- Aufgabe 1: Aktualisiere die folgenden Einträge: Ersetze überall „Spot any visible“ durch „Mark every visible“ und lass alles andere unverändert. Lass die Bilder in deiner Antwort weg.

- Quelle:
Oyarzabals finale Pointe
Danach war es englische Resilienz, die Fähigkeit, aus ziemlich wenig ganz plötzlich ganz viel zu machen, in Verbindung mit dem glücklichen Händchen ihres Trainers Gareth Southgate. Cole Palmer, in der 70. Minute eingewechselt, traf in der 73. zum Ausgleich, es war einer der wenigen Momente, in denen die Spanier die Kontrolle über dieses Finale verloren.
Doch für die finale Pointe sorgte dann doch ein Mann in Rot, Mikel Oyarzabal, in der 68. Minute eingewechselt, erzielte in der 86. Minute den Siegtreffer für Spanien. Es war der vierte europäische Titel, ein über das Turnier und über die 90 Minuten vom Sonntagabend betrachtet vollauf verdienter. Für die Engländer hingegen geht die Geschichte der Leiden weiter, den 58 Jahren des Schmerzes seit dem WM-Sieg von 1966 kommen weitere hinzu.

- Aufgabe 2: Wer erzielte laut der Quelle den Siegtreffer für Spanien, und in welcher Minute?

- Datenauszüge:
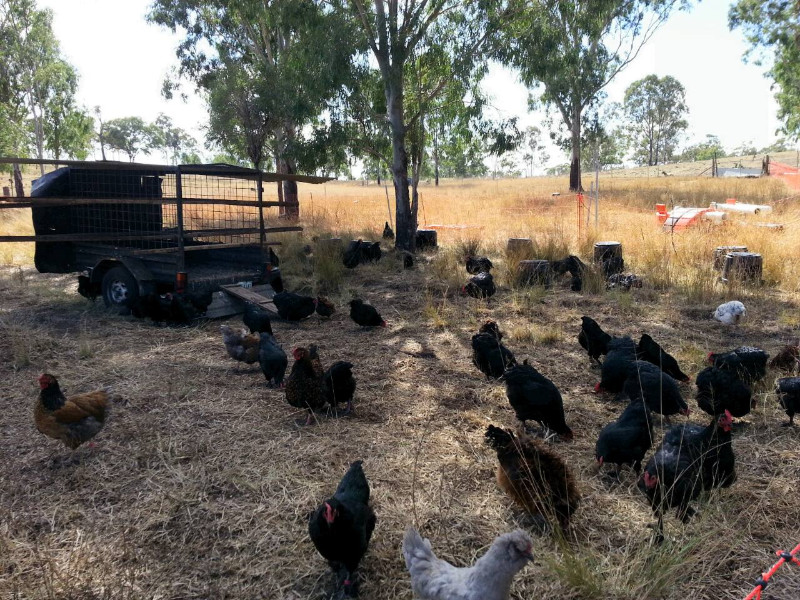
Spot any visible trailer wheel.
[103,267,139,308]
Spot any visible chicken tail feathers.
[484,425,514,450]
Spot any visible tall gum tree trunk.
[386,73,417,252]
[13,163,25,198]
[283,125,300,221]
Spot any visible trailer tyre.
[103,267,139,308]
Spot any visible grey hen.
[403,527,533,600]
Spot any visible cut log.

- Antwort 1:
Mark every visible trailer wheel.
[103,267,139,308]
Mark every visible chicken tail feathers.
[484,425,514,450]
Mark every visible tall gum tree trunk.
[386,73,417,252]
[13,163,25,198]
[283,125,300,221]
Mark every visible trailer tyre.
[103,267,139,308]
Mark every visible grey hen.
[403,527,533,600]
Mark every visible cut log.

- Antwort 2: Mikel Oyarzabal, in der 86. Minute.